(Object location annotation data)
↓↓↓

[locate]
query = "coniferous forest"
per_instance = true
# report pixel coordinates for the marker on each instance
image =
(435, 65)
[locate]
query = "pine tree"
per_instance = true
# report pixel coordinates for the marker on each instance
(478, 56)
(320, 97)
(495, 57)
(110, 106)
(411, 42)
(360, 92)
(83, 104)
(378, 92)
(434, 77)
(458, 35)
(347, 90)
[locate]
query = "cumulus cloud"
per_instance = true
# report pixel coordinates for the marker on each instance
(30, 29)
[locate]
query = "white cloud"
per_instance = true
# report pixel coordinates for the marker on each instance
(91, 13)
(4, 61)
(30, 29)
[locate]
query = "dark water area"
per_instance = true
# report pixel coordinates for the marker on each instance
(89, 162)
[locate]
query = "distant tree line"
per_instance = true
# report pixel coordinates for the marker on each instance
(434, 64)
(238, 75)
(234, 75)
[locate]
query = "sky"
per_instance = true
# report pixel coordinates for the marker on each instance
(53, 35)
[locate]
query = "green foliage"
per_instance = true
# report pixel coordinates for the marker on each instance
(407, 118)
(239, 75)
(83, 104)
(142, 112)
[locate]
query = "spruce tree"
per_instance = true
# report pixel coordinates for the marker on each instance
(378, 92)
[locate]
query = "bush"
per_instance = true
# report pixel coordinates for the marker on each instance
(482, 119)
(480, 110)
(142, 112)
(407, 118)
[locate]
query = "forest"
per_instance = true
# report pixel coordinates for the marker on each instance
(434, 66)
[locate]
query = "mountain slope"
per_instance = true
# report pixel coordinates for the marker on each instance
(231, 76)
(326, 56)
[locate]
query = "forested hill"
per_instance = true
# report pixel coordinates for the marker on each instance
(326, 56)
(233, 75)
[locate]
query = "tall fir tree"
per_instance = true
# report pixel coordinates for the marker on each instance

↑↑↑

- **Task instructions**: Each line of the material should be echoed exactly.

- **Solution to the exercise**:
[locate]
query = "coniferous forest"
per_instance = true
# report pixel coordinates for the marker on each instance
image =
(435, 65)
[locate]
query = "pine tree"
per_instance = true
# report pixel coordinates for the marker on each instance
(478, 56)
(320, 97)
(495, 57)
(110, 106)
(411, 42)
(360, 92)
(83, 104)
(378, 92)
(434, 77)
(458, 35)
(347, 90)
[locate]
query = "cumulus cloud"
per_instance = true
# report pixel coordinates for the marker on each instance
(30, 29)
[locate]
query = "white cloud"
per_instance = true
# report pixel coordinates for the marker on each instance
(91, 13)
(4, 61)
(30, 29)
[locate]
query = "dark water area"
per_instance = true
# report pixel coordinates for the marker on each instance
(89, 162)
[locate]
query = "distant tree line"
per_instance = true
# report pixel coordinates for the marker on each instance
(434, 64)
(238, 75)
(234, 75)
[locate]
query = "sky"
per_instance = true
# report pixel coordinates for the marker on each instance
(53, 35)
[locate]
query = "green foliage"
per_instance = true
# report pixel coordinates for the marker on each instance
(407, 118)
(239, 75)
(83, 104)
(142, 112)
[locate]
query = "spruce tree"
per_instance = true
# report pixel coordinates for the marker on each instance
(378, 92)
[locate]
query = "bush"
per_instance = true
# report pixel coordinates for the marker on each instance
(482, 119)
(480, 110)
(142, 112)
(407, 118)
[locate]
query = "forest"
per_instance = true
# report pixel coordinates for the marker on each instance
(434, 66)
[locate]
query = "mountain slope"
per_instance = true
# report pixel coordinates for the marker on each instance
(231, 76)
(326, 56)
[locate]
query = "forested hill"
per_instance = true
# report pixel coordinates for the marker on each instance
(326, 56)
(233, 75)
[locate]
query = "tall fir tree"
per_instance = true
# report pixel coordinates for the marker on each instance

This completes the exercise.